## Information given
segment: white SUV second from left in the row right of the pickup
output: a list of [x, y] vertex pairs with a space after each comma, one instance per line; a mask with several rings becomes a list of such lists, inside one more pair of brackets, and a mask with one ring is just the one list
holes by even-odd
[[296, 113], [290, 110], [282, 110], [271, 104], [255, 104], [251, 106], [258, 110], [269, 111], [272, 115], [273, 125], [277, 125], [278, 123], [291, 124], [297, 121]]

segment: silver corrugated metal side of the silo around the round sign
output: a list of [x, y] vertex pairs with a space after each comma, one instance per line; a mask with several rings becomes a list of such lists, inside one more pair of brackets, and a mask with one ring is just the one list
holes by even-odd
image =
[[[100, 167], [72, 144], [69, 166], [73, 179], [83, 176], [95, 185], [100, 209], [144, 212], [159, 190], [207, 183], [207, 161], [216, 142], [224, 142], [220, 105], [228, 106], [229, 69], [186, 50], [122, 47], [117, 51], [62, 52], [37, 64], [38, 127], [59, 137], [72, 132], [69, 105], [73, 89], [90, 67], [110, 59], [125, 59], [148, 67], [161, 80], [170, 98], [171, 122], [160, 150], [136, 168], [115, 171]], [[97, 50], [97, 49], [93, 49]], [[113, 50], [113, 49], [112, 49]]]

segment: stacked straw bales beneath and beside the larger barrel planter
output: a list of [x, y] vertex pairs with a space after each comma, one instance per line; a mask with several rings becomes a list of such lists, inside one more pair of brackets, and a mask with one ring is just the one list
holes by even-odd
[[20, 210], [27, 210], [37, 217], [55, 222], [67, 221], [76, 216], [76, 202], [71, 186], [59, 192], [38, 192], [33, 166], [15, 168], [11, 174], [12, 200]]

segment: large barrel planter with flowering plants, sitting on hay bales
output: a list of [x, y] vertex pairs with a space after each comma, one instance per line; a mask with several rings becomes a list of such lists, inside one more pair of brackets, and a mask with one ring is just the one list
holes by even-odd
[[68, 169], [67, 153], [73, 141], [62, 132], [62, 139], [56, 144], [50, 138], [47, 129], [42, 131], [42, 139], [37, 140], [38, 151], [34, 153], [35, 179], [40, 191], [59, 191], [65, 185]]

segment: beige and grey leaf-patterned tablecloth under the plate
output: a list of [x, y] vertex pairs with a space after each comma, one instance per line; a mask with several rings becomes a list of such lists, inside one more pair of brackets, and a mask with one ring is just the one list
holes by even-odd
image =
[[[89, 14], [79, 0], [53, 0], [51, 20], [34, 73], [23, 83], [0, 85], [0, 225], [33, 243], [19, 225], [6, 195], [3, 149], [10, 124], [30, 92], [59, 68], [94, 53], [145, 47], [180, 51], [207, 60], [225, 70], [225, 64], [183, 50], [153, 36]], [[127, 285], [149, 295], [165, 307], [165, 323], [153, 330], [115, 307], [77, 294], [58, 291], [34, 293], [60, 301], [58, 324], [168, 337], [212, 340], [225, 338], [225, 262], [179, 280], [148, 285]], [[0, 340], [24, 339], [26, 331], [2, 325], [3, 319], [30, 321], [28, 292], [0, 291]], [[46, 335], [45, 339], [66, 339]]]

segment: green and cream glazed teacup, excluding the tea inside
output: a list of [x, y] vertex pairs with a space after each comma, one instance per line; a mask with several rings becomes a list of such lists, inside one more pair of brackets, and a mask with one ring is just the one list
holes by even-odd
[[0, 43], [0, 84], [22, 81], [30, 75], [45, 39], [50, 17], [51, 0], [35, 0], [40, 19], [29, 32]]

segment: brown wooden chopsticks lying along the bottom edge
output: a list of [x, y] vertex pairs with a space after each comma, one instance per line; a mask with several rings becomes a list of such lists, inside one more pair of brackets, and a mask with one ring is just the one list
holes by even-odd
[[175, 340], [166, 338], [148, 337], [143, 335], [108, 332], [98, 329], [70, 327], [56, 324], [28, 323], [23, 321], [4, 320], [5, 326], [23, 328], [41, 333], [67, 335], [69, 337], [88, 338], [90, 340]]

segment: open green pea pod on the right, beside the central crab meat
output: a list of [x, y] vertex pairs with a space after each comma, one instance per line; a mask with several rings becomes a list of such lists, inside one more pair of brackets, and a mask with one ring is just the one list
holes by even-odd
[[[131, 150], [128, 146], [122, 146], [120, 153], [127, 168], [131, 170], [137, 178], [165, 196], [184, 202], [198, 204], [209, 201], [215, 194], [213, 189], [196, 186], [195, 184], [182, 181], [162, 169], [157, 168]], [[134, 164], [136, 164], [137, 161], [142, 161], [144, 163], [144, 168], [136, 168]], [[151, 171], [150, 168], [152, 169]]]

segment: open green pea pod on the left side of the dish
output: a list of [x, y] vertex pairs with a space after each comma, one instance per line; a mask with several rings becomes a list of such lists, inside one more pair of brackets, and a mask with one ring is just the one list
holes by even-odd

## Problem description
Each entry above is to be printed again exactly.

## Task output
segment: white SUV second from left in the row right of the pickup
output: a list of [x, y] vertex pairs with a space after each comma, one instance per line; a mask with several rings becomes a list of such lists, inside one more pair of brackets, and a mask with one ring is just the one list
holes by even-odd
[[296, 113], [290, 110], [282, 110], [271, 104], [255, 104], [251, 106], [258, 110], [269, 111], [272, 115], [273, 125], [277, 125], [278, 123], [291, 124], [297, 121]]

segment: silver corrugated metal side of the silo around the round sign
output: a list of [x, y] vertex pairs with a space after each comma, one instance per line; a mask with several rings becomes a list of such lists, inside one more pair of brackets, and a mask with one ring is just the one list
holes by even-odd
image =
[[[100, 167], [72, 144], [69, 166], [73, 179], [83, 176], [95, 185], [100, 209], [144, 212], [159, 190], [207, 183], [207, 161], [216, 142], [224, 142], [220, 105], [228, 106], [229, 69], [186, 50], [122, 47], [117, 51], [62, 52], [37, 64], [38, 127], [59, 137], [72, 132], [69, 105], [73, 89], [90, 67], [110, 59], [125, 59], [148, 67], [161, 80], [170, 98], [171, 122], [160, 150], [136, 168], [115, 171]], [[97, 50], [97, 49], [93, 49]], [[113, 50], [113, 49], [112, 49]]]

segment: stacked straw bales beneath and beside the larger barrel planter
output: a list of [x, y] vertex pairs with a space after each comma, one instance per line; a mask with several rings becomes a list of such lists, inside one more pair of brackets, and a mask with one ring is just the one list
holes by even-odd
[[20, 210], [27, 210], [37, 217], [55, 222], [67, 221], [76, 216], [76, 202], [71, 186], [59, 192], [38, 192], [33, 166], [15, 168], [11, 174], [12, 200]]

segment: large barrel planter with flowering plants, sitting on hay bales
output: a list of [x, y] vertex pairs with a space after each comma, one instance per line; a mask with several rings becomes a list of such lists, inside one more pair of brackets, and a mask with one ring is just the one list
holes by even-odd
[[68, 169], [67, 153], [73, 141], [62, 132], [62, 139], [56, 144], [50, 138], [47, 129], [42, 131], [42, 139], [37, 140], [38, 151], [34, 153], [35, 179], [40, 191], [59, 191], [65, 185]]

segment: beige and grey leaf-patterned tablecloth under the plate
output: a list of [x, y] vertex pairs with a space after each comma, one instance per line; a mask with several rings becomes a list of such lists, inside one more pair of brackets, and a mask with one ring is just the one list
holes by even-odd
image =
[[[89, 14], [79, 0], [53, 0], [51, 20], [34, 73], [23, 83], [0, 85], [0, 225], [33, 243], [19, 225], [6, 195], [3, 149], [10, 124], [30, 92], [59, 68], [94, 53], [145, 47], [180, 51], [207, 60], [225, 70], [225, 64], [183, 50], [153, 36]], [[127, 285], [149, 295], [165, 307], [165, 323], [153, 330], [115, 307], [77, 294], [58, 291], [34, 293], [60, 301], [58, 324], [168, 337], [212, 340], [225, 338], [225, 262], [179, 280], [148, 285]], [[0, 340], [24, 339], [26, 331], [2, 325], [3, 319], [30, 321], [28, 292], [0, 291]], [[46, 335], [45, 339], [66, 339]]]

segment: green and cream glazed teacup, excluding the tea inside
output: a list of [x, y] vertex pairs with a space after each comma, one instance per line; a mask with several rings becomes a list of such lists, inside one more pair of brackets, and a mask with one ring is just the one list
holes by even-odd
[[0, 43], [0, 84], [22, 81], [30, 75], [45, 39], [50, 17], [51, 0], [35, 0], [40, 19], [29, 32]]

segment: brown wooden chopsticks lying along the bottom edge
output: a list of [x, y] vertex pairs with a space after each comma, one instance per line; a mask with several rings becomes a list of such lists, inside one more pair of brackets, and a mask with one ring is just the one list
holes by even-odd
[[175, 340], [166, 338], [148, 337], [143, 335], [108, 332], [98, 329], [70, 327], [56, 324], [28, 323], [23, 321], [4, 320], [5, 326], [23, 328], [41, 333], [67, 335], [69, 337], [88, 338], [90, 340]]

segment: open green pea pod on the right, beside the central crab meat
output: a list of [x, y] vertex pairs with a space after each comma, one instance per line; a mask with several rings becomes a list of such lists, inside one more pair of brackets, and a mask with one ring is just the one list
holes by even-odd
[[[131, 150], [128, 146], [122, 146], [120, 153], [127, 168], [131, 170], [137, 178], [165, 196], [184, 202], [198, 204], [209, 201], [215, 194], [213, 189], [196, 186], [195, 184], [182, 181], [162, 169], [157, 168]], [[134, 164], [136, 164], [137, 161], [142, 161], [144, 163], [144, 168], [136, 168]], [[151, 171], [150, 168], [152, 169]]]

segment: open green pea pod on the left side of the dish
output: a list of [x, y] vertex pairs with a space after each comma, one instance per line; a mask with several rings becomes a list of such lists, inside one more pair of brackets, and a mask with one ring is just the one list
holes by even-odd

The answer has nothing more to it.